** Task to carry out **
Print the Sunday readings text below in full, word for word.

** Selected text **
Sunday 12th June 2022

The Gospel Paraphrased

There are many fine translations of the Gospels readily available. This paraphrase is not meant to replace them. Rather the intention here is to offer a more contemporary rendering so that you can imaginatively translate the Gospel in your own situation.

This Sunday's Gospel Paraphrased

Jn 16: 12-15

Jesus said to his disciples, ‘I have so many things I want to say to you but you are not yet ready for them. But when the Spirit of Truth has come, he will lead you into the fullness of the truth. He will not be speaking from himself, but will speak of all that he has received and will reveal what is to come.

He will glorify me, having received everything from me, and will reveal it to you. All that the Father has is mine. That is why I can say that the Spirit will take all that is mine and reveal it to you.’


The Psalms are the ancient prayers of the Jewish people, here paraphrased into contemporary language.

This Sunday's Psalm

Ps 8:4-9

What are mortals that you care for them,
the children of humanity that you visit them?
Just a little lower than the angels you have created them,
crowning them with glory and honour.

You have made them rulers over the works of your hands,
putting all things under their feet:
all sheep and cattle
even the beasts of the field,
the birds of the air, the fish of the sea.

O Lord our God,
how noble is your name through all the earth.


Words cannot contain our desire for God but they help direct our minds and hearts towards God's love and express our needs.

This Sunday's Prayer

Loving Father, all you are you have given to the Son and Spirit and through them we have received all that we have. Open us to the mystery of your self-giving love so that we may reveal your divine life in all we do and say. We ask this in Jesus’ name confident that you will hear us.

** Dataset **
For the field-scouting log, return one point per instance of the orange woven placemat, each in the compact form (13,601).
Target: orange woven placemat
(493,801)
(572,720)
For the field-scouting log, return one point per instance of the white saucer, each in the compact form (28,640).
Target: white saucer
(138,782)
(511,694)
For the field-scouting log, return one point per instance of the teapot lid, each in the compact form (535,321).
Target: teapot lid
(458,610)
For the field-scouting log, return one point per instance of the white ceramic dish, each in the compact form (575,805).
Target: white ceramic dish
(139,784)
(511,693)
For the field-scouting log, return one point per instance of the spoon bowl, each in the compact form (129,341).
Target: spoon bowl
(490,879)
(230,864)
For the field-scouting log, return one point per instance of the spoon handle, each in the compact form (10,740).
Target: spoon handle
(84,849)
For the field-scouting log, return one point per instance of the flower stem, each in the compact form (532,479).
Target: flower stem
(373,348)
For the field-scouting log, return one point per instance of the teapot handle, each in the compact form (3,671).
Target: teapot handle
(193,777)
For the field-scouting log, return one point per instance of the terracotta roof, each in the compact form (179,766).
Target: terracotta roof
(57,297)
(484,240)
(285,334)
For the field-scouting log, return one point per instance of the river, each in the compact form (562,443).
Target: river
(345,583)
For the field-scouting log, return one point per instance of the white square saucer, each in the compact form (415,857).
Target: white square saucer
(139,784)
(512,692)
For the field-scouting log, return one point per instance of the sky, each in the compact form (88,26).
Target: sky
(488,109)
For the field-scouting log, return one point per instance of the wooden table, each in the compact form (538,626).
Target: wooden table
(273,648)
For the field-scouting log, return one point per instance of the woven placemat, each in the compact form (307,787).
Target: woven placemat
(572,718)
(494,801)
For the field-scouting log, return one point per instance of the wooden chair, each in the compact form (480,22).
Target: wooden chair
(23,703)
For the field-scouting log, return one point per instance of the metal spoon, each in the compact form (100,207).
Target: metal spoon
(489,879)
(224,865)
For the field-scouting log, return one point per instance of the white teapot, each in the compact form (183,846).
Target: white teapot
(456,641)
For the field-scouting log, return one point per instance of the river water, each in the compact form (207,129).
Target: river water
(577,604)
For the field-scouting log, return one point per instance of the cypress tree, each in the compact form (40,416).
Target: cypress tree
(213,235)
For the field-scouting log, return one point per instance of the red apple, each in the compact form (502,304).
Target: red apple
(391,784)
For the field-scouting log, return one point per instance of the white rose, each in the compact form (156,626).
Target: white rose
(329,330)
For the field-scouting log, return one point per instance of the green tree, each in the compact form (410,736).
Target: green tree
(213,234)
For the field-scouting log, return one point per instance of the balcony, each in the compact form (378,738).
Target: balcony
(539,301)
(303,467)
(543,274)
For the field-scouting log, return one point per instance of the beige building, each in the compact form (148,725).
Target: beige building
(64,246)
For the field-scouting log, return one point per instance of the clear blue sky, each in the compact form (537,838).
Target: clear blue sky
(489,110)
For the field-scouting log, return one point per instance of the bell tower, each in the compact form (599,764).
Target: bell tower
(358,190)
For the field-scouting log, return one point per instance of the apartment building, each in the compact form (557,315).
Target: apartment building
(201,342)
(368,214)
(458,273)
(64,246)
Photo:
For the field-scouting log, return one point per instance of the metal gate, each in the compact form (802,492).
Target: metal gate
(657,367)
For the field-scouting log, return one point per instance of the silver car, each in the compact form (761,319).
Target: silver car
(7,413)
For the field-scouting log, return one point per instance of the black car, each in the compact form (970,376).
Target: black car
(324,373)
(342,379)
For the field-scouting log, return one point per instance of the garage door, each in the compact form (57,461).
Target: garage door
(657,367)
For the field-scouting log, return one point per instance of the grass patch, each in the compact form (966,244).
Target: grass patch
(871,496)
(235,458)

** Task response **
Sunday 12th June 2022

The Gospel Paraphrased

There are many fine translations of the Gospels readily available. This paraphrase is not meant to replace them. Rather the intention here is to offer a more contemporary rendering so that you can imaginatively translate the Gospel in your own situation.

This Sunday's Gospel Paraphrased

Jn 16: 12-15

Jesus said to his disciples, ‘I have so many things I want to say to you but you are not yet ready for them. But when the Spirit of Truth has come, he will lead you into the fullness of the truth. He will not be speaking from himself, but will speak of all that he has received and will reveal what is to come.

He will glorify me, having received everything from me, and will reveal it to you. All that the Father has is mine. That is why I can say that the Spirit will take all that is mine and reveal it to you.’


The Psalms are the ancient prayers of the Jewish people, here paraphrased into contemporary language.

This Sunday's Psalm

Ps 8:4-9

What are mortals that you care for them,
the children of humanity that you visit them?
Just a little lower than the angels you have created them,
crowning them with glory and honour.

You have made them rulers over the works of your hands,
putting all things under their feet:
all sheep and cattle
even the beasts of the field,
the birds of the air, the fish of the sea.

O Lord our God,
how noble is your name through all the earth.


Words cannot contain our desire for God but they help direct our minds and hearts towards God's love and express our needs.

This Sunday's Prayer

Loving Father, all you are you have given to the Son and Spirit and through them we have received all that we have. Open us to the mystery of your self-giving love so that we may reveal your divine life in all we do and say. We ask this in Jesus’ name confident that you will hear us.